> _What to produce_
Return verbatim the line containing "Target: shrub" together with all lines that follow it, through the end of the records.

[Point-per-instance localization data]
►
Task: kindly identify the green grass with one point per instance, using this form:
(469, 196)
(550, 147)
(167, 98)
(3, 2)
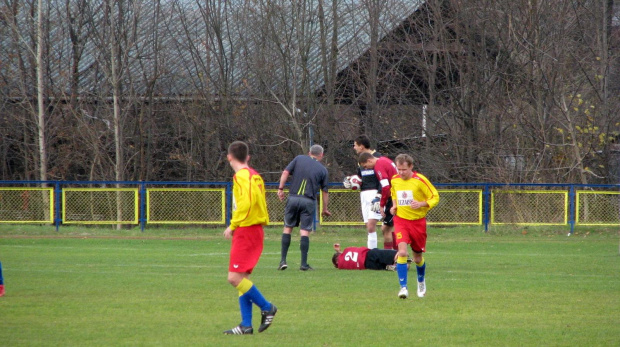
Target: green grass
(167, 287)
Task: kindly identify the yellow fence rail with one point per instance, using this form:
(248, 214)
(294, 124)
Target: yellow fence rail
(100, 206)
(186, 205)
(529, 207)
(597, 208)
(456, 207)
(494, 204)
(26, 205)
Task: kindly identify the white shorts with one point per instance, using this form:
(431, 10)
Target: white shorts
(366, 197)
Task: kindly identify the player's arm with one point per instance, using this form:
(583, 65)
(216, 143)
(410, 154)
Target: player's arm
(394, 200)
(241, 192)
(283, 179)
(382, 175)
(325, 194)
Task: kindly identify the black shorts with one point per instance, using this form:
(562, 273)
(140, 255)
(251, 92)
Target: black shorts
(299, 212)
(389, 218)
(378, 259)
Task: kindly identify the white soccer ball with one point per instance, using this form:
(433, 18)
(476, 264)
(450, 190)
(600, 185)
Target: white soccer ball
(356, 182)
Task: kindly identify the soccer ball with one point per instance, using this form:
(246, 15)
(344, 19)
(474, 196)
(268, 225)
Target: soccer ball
(356, 182)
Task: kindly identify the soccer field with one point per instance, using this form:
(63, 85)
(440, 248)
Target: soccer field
(507, 288)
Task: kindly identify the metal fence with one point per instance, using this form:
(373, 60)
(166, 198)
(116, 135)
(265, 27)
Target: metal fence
(204, 203)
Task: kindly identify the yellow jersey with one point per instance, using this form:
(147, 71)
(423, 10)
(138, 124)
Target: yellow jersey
(249, 203)
(404, 192)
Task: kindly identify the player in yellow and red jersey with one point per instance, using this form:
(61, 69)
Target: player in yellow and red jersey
(413, 195)
(246, 230)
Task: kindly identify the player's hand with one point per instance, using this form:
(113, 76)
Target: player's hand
(228, 233)
(347, 182)
(375, 204)
(281, 195)
(417, 204)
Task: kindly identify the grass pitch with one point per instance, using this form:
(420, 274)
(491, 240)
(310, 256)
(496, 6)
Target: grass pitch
(166, 287)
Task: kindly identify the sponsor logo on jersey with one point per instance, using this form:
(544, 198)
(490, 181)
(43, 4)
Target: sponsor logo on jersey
(405, 197)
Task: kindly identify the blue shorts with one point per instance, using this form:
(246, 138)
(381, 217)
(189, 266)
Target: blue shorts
(299, 212)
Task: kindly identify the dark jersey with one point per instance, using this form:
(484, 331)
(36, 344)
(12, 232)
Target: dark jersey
(369, 179)
(309, 175)
(385, 170)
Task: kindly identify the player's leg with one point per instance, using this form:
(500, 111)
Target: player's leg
(291, 220)
(284, 246)
(245, 304)
(402, 239)
(418, 245)
(388, 241)
(371, 227)
(306, 223)
(1, 281)
(370, 218)
(388, 221)
(380, 259)
(245, 252)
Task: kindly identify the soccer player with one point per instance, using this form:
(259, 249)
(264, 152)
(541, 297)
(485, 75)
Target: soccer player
(1, 282)
(309, 175)
(246, 230)
(384, 169)
(361, 258)
(413, 195)
(368, 190)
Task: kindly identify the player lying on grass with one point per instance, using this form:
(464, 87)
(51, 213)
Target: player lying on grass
(364, 258)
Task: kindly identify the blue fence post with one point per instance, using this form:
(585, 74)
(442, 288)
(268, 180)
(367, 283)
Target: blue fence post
(485, 214)
(57, 216)
(142, 205)
(228, 202)
(572, 209)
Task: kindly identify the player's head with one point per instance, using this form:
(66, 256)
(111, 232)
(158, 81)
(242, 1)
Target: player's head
(316, 151)
(361, 144)
(404, 165)
(239, 152)
(367, 160)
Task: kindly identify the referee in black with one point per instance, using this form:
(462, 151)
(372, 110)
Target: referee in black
(309, 175)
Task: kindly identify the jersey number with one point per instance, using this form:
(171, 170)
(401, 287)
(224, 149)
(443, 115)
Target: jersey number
(351, 256)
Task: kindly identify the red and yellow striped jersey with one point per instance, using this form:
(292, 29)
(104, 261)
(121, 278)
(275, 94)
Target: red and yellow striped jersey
(418, 187)
(249, 203)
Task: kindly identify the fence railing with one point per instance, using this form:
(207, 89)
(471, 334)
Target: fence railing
(203, 203)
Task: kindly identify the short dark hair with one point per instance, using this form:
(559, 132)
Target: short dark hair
(363, 140)
(335, 259)
(364, 157)
(239, 150)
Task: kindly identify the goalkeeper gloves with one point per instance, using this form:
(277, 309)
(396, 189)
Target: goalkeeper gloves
(347, 182)
(375, 204)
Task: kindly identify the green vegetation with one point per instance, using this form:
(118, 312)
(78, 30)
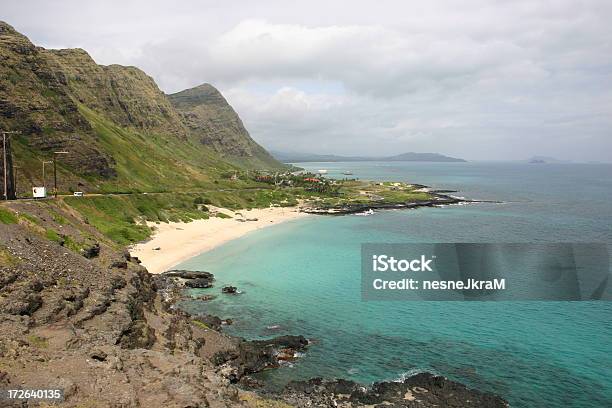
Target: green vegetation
(7, 216)
(7, 259)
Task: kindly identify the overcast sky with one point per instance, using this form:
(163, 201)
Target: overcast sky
(473, 79)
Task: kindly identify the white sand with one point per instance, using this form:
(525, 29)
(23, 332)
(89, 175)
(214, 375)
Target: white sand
(179, 241)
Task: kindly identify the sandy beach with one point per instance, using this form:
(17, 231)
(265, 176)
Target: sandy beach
(175, 242)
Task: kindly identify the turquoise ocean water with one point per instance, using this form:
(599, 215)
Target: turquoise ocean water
(304, 276)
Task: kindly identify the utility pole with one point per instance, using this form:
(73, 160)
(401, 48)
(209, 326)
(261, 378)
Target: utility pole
(55, 173)
(44, 175)
(6, 157)
(15, 179)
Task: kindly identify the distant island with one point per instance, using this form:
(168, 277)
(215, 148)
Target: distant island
(410, 156)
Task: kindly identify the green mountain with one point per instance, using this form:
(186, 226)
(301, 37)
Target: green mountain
(121, 131)
(210, 118)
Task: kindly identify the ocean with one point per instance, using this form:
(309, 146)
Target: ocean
(303, 277)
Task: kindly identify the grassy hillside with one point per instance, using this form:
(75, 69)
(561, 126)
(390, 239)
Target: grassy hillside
(121, 131)
(214, 123)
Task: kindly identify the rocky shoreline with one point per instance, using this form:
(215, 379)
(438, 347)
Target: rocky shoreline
(98, 326)
(419, 390)
(440, 198)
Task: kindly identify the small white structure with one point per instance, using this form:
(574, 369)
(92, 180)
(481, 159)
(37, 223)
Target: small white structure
(39, 192)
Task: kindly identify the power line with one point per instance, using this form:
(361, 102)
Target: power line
(4, 148)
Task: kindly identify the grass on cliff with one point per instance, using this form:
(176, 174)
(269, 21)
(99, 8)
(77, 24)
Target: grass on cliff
(7, 259)
(123, 218)
(147, 161)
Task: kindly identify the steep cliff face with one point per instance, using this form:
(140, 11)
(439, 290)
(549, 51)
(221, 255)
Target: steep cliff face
(34, 101)
(126, 95)
(121, 131)
(211, 119)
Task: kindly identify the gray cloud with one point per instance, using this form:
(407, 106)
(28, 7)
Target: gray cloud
(476, 79)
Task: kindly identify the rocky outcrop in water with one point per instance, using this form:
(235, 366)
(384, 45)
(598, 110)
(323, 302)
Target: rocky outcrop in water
(423, 390)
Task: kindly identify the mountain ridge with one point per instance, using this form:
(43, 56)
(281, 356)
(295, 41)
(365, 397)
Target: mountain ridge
(121, 131)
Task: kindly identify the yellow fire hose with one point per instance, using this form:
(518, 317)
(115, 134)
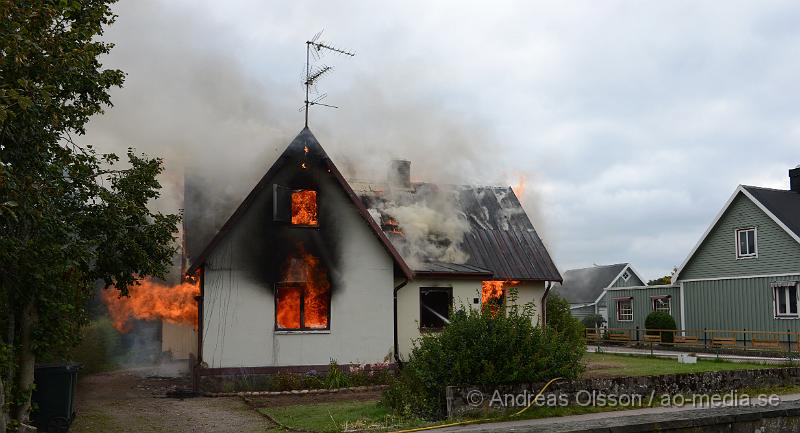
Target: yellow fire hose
(475, 421)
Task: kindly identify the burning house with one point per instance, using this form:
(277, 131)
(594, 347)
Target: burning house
(313, 267)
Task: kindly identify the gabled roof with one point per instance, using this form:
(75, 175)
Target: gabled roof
(295, 150)
(498, 240)
(782, 206)
(586, 285)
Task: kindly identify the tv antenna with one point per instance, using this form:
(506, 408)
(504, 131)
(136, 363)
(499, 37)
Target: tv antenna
(317, 49)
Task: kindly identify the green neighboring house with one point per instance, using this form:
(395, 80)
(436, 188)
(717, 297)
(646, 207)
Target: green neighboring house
(744, 272)
(585, 289)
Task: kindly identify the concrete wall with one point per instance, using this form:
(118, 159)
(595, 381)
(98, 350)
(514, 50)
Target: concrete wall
(239, 305)
(179, 340)
(465, 293)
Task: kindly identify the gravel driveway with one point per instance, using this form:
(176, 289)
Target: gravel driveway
(133, 401)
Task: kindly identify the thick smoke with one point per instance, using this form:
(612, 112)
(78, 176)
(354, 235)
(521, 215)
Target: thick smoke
(189, 99)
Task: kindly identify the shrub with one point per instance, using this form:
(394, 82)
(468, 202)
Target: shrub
(660, 320)
(486, 348)
(593, 321)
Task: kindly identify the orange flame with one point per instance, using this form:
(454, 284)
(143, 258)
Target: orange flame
(493, 293)
(305, 284)
(304, 208)
(152, 300)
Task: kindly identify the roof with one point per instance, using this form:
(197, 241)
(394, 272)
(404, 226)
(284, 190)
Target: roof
(782, 206)
(585, 285)
(293, 153)
(460, 230)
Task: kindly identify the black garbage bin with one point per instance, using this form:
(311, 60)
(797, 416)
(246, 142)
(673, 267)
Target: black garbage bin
(54, 396)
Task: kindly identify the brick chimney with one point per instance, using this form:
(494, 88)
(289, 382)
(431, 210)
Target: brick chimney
(399, 174)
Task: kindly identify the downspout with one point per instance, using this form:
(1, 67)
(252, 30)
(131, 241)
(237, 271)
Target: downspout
(548, 285)
(396, 339)
(199, 362)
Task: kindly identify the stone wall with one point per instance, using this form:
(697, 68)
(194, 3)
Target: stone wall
(473, 400)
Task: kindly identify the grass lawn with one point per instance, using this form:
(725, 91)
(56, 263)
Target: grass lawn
(371, 416)
(606, 365)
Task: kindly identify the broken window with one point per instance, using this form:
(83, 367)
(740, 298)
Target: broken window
(302, 306)
(295, 206)
(434, 306)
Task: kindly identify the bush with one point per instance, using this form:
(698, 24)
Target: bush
(482, 349)
(660, 320)
(593, 321)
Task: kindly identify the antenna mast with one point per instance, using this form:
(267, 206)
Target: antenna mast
(318, 48)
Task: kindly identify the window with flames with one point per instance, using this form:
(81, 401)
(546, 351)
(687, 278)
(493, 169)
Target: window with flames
(298, 207)
(303, 298)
◄
> _Answer space_
Target: shrub
(660, 320)
(486, 348)
(593, 321)
Task: kindly identify the orange flame with one point per instance, using this form:
(454, 284)
(143, 258)
Target: orange flame
(493, 293)
(305, 284)
(304, 208)
(152, 300)
Task: kindly identify the roof with one point per instance, using this form:
(197, 241)
(394, 272)
(404, 226)
(284, 190)
Target: roof
(782, 206)
(585, 285)
(293, 153)
(460, 230)
Task: kindly identify the black garbage bin with one point per instance, using this form:
(311, 60)
(797, 416)
(246, 142)
(673, 267)
Target: black garbage bin
(54, 396)
Task: kindly identify the brick chimney with one point per instance, using this form:
(494, 88)
(289, 382)
(431, 210)
Target: brick chimney
(399, 174)
Task: kindly identify the downspout with one point per instance, using this form:
(1, 67)
(252, 30)
(131, 241)
(237, 271)
Target: downspout
(548, 285)
(396, 339)
(199, 362)
Task: kindly identify the stone wall with one point per instance, using this form:
(697, 68)
(194, 3)
Target: stone wall
(473, 400)
Task: kindly identify the grass lawn with one point per instance, using this form:
(725, 91)
(56, 263)
Target: grass lawn
(371, 416)
(606, 365)
Task: kindly identify the broken window with one point per instance, using this form:
(83, 367)
(740, 298)
Target: broken window
(302, 306)
(295, 206)
(434, 306)
Task: kindly identify the bush with one point per instance, using this form:
(698, 24)
Target: bush
(482, 349)
(660, 320)
(593, 321)
Task: kindly identify the antenna mast with one point per instance, using this form:
(267, 206)
Target: antenna mast
(318, 48)
Task: kindly identify the window with flames with one point per instance, using this form:
(81, 401)
(546, 351)
(687, 278)
(493, 169)
Target: window with flames
(298, 207)
(303, 298)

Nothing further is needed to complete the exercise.